START EXERCISE INPUTS
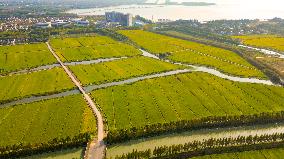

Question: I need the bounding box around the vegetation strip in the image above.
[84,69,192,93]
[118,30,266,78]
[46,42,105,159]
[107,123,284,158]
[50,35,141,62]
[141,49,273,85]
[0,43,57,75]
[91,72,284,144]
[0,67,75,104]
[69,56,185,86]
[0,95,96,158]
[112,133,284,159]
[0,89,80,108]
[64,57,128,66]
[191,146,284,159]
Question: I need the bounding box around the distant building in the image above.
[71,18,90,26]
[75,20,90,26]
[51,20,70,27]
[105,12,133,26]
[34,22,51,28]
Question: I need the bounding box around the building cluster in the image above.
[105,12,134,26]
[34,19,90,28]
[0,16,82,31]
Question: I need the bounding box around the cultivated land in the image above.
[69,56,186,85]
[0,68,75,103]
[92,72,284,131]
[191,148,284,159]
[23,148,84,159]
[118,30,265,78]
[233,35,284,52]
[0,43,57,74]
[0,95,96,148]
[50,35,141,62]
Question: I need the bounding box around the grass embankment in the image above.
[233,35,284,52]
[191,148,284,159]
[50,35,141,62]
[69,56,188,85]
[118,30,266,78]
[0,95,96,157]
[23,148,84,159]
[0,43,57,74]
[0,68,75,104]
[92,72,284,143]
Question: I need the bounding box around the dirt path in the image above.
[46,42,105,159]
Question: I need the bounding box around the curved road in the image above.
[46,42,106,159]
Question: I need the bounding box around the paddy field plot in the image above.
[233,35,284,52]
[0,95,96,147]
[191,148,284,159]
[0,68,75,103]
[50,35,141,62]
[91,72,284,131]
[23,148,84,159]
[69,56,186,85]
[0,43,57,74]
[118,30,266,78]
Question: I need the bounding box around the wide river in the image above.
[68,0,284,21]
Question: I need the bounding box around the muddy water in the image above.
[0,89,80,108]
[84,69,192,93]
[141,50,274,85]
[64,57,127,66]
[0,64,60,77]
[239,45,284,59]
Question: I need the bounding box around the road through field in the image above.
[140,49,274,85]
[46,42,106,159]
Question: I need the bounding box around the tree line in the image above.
END EXERCISE INPUTS
§ **WHAT IS EXPECTED**
Pull out every line from the start of the records down through the line with "[112,133,284,159]", and copy each one unchanged. Leave the pictures out of your answer.

§ **TASK ANSWER**
Question: I need the bounding box around the vegetation strip in the image above.
[84,69,192,93]
[118,30,266,78]
[46,42,105,159]
[107,123,284,158]
[50,35,141,62]
[141,49,273,85]
[0,43,57,75]
[91,72,284,144]
[0,67,75,104]
[69,56,185,86]
[0,95,96,158]
[112,133,284,159]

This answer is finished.